== Segment start ==
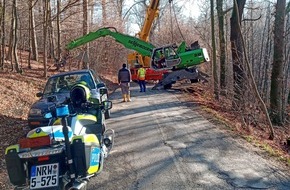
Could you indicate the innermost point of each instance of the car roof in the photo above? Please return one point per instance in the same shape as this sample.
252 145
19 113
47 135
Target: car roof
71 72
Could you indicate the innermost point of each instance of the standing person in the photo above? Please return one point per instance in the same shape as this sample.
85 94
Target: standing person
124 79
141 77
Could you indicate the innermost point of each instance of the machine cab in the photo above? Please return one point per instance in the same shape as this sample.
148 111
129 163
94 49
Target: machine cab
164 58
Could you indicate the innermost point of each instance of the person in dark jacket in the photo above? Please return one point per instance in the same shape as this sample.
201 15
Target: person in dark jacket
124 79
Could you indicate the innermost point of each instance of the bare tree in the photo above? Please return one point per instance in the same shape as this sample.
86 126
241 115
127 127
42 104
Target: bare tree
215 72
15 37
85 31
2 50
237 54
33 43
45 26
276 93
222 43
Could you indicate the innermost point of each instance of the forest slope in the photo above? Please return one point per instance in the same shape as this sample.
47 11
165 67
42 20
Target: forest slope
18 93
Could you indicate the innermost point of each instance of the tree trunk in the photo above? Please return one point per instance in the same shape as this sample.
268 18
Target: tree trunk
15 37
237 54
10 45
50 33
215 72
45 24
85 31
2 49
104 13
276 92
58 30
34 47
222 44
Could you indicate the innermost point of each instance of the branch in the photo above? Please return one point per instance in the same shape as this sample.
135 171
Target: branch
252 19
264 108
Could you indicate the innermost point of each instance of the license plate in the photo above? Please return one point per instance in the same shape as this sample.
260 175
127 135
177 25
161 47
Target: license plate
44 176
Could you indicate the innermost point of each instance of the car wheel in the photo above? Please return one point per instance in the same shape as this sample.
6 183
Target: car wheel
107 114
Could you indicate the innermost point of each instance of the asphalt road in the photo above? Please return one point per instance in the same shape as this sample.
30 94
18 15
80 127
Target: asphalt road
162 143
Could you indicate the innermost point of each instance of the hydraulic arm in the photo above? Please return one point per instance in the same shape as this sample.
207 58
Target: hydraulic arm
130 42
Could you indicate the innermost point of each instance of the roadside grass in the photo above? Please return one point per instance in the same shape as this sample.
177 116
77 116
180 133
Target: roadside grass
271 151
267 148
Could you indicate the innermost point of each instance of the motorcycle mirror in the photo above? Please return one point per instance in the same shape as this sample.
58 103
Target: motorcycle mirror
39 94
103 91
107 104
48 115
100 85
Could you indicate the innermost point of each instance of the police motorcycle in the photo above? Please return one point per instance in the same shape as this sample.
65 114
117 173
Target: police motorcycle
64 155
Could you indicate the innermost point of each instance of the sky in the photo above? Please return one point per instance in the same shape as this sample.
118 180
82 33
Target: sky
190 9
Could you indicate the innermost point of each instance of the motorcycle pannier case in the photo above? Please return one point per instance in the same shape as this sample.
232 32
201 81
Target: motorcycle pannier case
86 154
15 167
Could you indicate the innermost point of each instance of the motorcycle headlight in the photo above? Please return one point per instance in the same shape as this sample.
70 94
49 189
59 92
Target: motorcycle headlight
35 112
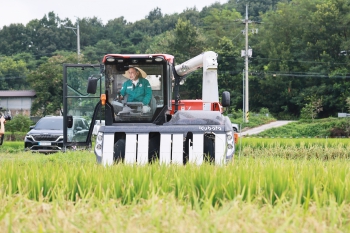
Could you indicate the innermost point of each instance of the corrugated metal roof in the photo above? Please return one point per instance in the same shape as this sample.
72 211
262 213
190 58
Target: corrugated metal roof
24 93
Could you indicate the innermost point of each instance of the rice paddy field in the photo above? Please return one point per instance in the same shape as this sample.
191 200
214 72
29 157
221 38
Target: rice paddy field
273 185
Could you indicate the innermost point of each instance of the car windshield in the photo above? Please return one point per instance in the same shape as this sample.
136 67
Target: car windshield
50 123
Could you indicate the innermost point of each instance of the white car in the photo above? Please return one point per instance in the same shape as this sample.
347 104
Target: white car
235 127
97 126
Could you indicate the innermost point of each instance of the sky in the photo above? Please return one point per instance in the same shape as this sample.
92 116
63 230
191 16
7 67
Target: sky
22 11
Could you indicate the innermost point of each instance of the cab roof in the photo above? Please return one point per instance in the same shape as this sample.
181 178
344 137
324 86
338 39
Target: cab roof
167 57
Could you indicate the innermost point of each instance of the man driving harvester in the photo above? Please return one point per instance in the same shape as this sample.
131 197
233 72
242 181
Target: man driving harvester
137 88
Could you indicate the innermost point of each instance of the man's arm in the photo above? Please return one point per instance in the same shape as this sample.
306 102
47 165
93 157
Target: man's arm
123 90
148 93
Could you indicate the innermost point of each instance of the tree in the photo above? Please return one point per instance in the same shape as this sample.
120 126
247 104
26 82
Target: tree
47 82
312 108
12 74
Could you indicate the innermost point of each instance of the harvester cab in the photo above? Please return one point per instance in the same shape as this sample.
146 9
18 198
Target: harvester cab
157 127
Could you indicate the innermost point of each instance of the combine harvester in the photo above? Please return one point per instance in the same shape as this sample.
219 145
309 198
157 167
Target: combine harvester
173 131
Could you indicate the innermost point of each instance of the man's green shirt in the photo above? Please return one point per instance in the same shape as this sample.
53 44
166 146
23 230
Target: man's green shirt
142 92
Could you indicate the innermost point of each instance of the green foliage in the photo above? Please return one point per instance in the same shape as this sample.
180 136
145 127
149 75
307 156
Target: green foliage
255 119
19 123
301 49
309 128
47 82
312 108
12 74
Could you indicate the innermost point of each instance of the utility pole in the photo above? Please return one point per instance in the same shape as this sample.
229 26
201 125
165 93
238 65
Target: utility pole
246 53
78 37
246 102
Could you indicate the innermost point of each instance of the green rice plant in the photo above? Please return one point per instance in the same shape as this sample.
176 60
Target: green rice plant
== Segment end ==
TASK GOAL: Where a line above contains the word "plant", copy that line.

ANSWER:
Could you indicate the innermost point of each instance of the green rice plant in the photo above? Please return one point per instance in the same shape as this sample.
Target: green rice plant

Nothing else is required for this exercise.